Reproduce the closing part of the entries exactly: the line with "BATCH JOB #2094 — Class: soccer player" and all lines after it, ending with the last line, and nothing else.

▶ [Exercise input]:
** START **

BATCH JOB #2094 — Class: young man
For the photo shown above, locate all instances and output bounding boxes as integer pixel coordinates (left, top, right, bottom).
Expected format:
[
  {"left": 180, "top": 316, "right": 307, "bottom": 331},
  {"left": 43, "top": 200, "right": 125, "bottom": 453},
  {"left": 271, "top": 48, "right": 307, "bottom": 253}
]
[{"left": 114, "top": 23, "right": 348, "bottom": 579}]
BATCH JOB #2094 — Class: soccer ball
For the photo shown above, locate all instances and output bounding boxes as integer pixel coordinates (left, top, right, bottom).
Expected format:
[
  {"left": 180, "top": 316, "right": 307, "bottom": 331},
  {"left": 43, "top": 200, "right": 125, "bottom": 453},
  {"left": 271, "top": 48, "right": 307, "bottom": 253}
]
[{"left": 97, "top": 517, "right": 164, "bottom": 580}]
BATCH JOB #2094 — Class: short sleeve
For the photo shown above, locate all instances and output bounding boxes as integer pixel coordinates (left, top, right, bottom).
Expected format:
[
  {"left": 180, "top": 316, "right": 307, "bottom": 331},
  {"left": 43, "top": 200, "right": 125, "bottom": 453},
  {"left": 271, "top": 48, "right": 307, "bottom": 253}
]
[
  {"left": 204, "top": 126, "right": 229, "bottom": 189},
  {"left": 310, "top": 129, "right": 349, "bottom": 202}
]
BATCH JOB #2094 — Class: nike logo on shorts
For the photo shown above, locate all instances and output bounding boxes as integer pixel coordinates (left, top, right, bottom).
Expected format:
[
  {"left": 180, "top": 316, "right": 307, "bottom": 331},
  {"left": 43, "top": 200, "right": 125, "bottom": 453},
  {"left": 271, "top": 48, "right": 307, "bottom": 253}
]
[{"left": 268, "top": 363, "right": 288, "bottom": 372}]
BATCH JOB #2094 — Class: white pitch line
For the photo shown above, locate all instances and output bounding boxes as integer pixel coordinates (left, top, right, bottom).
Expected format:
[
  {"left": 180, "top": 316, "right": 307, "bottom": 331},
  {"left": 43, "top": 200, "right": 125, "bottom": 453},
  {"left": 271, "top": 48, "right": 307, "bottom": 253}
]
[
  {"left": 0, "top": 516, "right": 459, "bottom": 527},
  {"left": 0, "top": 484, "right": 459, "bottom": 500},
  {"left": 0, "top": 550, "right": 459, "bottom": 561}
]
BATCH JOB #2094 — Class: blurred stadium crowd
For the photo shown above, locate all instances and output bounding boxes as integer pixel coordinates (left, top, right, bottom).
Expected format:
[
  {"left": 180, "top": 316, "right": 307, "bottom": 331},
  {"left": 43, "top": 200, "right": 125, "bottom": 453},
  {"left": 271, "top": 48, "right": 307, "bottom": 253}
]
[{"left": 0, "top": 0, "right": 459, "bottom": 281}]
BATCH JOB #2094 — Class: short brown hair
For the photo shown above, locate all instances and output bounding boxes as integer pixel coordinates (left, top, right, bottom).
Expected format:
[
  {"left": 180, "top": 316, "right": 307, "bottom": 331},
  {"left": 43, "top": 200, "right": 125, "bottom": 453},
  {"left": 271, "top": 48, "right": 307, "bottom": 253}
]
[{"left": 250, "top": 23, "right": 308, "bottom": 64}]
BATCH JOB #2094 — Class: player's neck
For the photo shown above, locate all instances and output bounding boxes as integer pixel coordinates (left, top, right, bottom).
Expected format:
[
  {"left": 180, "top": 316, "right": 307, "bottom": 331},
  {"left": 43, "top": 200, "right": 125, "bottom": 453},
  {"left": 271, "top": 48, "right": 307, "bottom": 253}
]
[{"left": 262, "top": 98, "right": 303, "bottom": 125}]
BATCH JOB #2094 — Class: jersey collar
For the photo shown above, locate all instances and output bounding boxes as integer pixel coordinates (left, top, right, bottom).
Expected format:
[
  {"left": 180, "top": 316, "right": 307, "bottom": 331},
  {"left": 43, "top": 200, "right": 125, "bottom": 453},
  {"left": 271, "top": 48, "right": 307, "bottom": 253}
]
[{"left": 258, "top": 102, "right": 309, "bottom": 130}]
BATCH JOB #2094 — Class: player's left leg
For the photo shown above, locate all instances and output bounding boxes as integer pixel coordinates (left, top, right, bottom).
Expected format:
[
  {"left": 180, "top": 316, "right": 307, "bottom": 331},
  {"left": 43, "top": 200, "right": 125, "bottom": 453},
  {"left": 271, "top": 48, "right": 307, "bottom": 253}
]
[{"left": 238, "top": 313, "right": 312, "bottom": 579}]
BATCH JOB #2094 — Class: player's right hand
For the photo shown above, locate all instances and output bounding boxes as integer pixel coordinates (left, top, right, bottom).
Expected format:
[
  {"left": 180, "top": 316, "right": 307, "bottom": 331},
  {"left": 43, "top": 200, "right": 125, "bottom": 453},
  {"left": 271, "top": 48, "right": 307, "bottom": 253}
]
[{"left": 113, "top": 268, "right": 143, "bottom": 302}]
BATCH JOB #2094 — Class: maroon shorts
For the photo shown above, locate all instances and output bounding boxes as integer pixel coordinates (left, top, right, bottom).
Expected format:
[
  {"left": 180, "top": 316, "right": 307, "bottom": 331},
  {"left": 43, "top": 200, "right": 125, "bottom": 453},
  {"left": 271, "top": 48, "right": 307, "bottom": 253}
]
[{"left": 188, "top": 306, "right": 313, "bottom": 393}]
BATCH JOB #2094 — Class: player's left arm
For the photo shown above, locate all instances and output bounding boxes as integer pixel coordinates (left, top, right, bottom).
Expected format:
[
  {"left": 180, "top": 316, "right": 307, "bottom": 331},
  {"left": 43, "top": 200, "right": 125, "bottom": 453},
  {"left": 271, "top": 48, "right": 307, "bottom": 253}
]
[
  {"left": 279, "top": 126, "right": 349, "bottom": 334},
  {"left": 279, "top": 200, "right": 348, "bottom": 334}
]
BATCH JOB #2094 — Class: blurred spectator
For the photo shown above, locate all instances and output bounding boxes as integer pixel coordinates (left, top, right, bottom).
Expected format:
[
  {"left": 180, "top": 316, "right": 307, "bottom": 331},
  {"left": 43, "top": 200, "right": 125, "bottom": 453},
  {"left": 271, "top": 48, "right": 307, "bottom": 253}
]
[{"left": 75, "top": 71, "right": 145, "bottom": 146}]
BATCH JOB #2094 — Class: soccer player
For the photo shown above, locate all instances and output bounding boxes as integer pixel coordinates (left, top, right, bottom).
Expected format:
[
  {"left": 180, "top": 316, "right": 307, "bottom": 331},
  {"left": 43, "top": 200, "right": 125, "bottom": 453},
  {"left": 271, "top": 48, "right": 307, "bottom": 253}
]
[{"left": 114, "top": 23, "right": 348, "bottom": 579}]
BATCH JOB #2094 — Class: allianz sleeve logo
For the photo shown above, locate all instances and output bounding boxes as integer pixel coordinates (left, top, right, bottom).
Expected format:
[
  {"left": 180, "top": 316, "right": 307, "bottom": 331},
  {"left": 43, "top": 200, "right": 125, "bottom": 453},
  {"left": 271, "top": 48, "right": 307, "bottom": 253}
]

** END **

▶ [Solution to this problem]:
BATCH JOB #2094 — Class: soccer player
For the photo shown above, locate all instances and output bounding boxes as integer pixel coordinates (left, top, right, bottom).
Expected format:
[
  {"left": 180, "top": 316, "right": 307, "bottom": 331},
  {"left": 43, "top": 200, "right": 125, "bottom": 453},
  {"left": 271, "top": 48, "right": 307, "bottom": 253}
]
[{"left": 114, "top": 23, "right": 348, "bottom": 579}]
BATCH JOB #2094 — Class: allianz sleeve logo
For the photo shown above, locate all instances and output bounding boxes as integer pixel coordinates (left, top, right, bottom).
Expected format:
[
  {"left": 180, "top": 316, "right": 307, "bottom": 331},
  {"left": 43, "top": 200, "right": 125, "bottom": 453},
  {"left": 271, "top": 48, "right": 307, "bottom": 253}
]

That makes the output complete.